- [HOW TO COMPLETE THIS TASK]: Quote all of the data below exactly, please.

- [Referring expression data]:
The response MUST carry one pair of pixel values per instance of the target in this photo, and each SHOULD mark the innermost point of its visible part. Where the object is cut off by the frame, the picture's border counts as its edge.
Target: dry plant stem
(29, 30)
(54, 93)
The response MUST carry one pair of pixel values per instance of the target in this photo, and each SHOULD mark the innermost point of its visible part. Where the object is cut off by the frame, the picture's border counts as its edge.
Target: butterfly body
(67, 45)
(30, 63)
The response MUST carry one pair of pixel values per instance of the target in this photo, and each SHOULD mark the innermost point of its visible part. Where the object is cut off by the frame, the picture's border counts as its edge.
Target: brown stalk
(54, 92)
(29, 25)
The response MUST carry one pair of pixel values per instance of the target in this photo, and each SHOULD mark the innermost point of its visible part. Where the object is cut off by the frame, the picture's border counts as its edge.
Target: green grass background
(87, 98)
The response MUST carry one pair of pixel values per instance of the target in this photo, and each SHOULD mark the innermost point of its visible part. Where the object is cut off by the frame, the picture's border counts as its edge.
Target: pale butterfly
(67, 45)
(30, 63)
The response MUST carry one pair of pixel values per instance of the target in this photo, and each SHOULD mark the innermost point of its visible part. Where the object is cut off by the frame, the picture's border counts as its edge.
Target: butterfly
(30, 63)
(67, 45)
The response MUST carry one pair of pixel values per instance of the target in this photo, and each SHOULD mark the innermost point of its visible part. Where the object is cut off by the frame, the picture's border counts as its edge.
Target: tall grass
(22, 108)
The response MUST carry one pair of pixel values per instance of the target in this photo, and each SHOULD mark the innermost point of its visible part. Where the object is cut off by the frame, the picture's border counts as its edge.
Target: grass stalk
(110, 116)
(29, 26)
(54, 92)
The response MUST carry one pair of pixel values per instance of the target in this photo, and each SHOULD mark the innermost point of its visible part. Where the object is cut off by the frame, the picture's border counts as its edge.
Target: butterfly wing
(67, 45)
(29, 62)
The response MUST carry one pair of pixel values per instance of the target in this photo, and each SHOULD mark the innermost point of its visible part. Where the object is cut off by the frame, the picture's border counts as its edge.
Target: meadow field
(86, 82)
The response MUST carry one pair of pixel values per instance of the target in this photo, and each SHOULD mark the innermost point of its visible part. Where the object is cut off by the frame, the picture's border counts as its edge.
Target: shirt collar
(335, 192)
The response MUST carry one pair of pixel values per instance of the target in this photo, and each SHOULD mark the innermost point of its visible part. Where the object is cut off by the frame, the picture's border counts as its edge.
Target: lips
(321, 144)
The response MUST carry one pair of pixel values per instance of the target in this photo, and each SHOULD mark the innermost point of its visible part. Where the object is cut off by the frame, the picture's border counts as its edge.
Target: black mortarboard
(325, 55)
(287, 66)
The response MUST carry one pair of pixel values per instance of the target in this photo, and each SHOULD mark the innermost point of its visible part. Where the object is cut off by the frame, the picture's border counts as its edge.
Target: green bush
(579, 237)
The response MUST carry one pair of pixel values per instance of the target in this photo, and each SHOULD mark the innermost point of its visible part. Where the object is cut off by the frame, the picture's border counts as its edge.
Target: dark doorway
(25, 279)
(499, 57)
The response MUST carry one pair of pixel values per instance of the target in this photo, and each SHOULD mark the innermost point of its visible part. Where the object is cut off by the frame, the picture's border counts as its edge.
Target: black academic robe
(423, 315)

- [TASK OUTPUT]:
The response MUST carry one pair of pixel values per instance of the target in this photo, and each SHOULD mark the innermost point of its visible part. Where the object is cut off by the frame, the picture's border counts as its edge.
Target: dry plant stem
(29, 30)
(54, 93)
The response MUST carry one pair of pixel values per instance of the target in this photo, and each SHOULD mark the innermost point of its visible part. Where the object is cut off by the frame, the picture's border counts as its edge.
Target: butterfly body
(67, 45)
(30, 63)
The response MUST carry one pair of pixel values per instance of the target in this photo, and each SHOULD mark the innermost point of its visible part. Where the object is cut off by the frame, the picture's border counts as its edge.
Target: brown stalk
(54, 92)
(29, 25)
The response MUST carry one pair of pixel values per instance of the target in this photo, and each SHOULD mark the innermost point of its visible part. Where the object is cut off by the frame, the picture's border counts as its edge.
Target: green grass background
(87, 98)
The response MUST carry one pair of pixel values per instance of the target in this photo, and each SHOULD mark the innermost point of its visible part. Where the object is cut off by the frame, the picture's border counts as its edge.
Target: pale butterfly
(67, 45)
(30, 63)
The response MUST carry one pair of pixel values per instance of the target in this photo, and each SHOULD mark the innermost point of its visible part. Where the object is cut off by the frame, the picture's border counts as its edge.
Target: butterfly
(30, 63)
(67, 45)
The response MUST carry one pair of pixel values per instance of the target in this photo, and each SHOULD mark the innermost point of its visible part. Where the object is cut off by the frame, the picture's border counts as its edge.
Target: tall grass
(22, 108)
The response MUST carry one pair of pixel values per instance of the target in this photo, and each SHOULD mark the innermost point of its visible part. Where the object is cut off by the frame, the picture's border counts as its edge.
Target: grass stalk
(110, 116)
(29, 26)
(54, 92)
The response MUST carry one pair of pixel values per instance of the target in this photo, and each SHOULD mark the innermost point of its visible part. Where the object is cut off by the frame, the picture's border counts as its edge.
Target: butterfly wing
(67, 45)
(29, 62)
The response MUST carry one pair of pixel values per instance of the target in this photo, and each SHOULD mark the innermost point of its visible part. Where the object is cut off by the frame, the picture's border counts as its edge.
Target: meadow field
(86, 82)
The response MUST carry one pair of pixel values per instance of the target in this photo, and each SHOULD mark the innermost point of its visible part. Where the object is cut off by the frame, the picture's border counts as its edge.
Target: shirt collar
(335, 192)
The response MUST carry one pair of pixel values per instance of the target in this photo, and each SHOULD mark the innermost point of its visible part. Where the object is cut off by the frame, the picture's border counts as its edge.
Target: lips
(321, 144)
The response MUST carry one pair of pixel values per instance of the target in this photo, and each SHOULD mark the innermost point of its visible part. Where the object is cut off by the frame, the picture's border counts as its edge.
Target: black mortarboard
(325, 55)
(287, 66)
The response MUST carry one pair of pixel values per instance of the target in this photo, and each SHOULD mark the innermost point of its visible part. Where the object is cut off by the frame, the picture's border counts as its edge.
Target: green bush
(579, 237)
The response MUST carry one pair of pixel values per instance of the target in this photo, and each SHOULD mark the innermost point of its visible part. Where the object is cut off by the frame, the picture's border counts as its edge.
Target: dark doorway
(25, 279)
(499, 57)
The response MUST carry one pair of pixel values per instance of the target in this photo, and each SHOULD mark the innermost point of its visible part. Where the object is cut off by the frame, the picture's border counts as its edge.
Target: black academic robe
(423, 315)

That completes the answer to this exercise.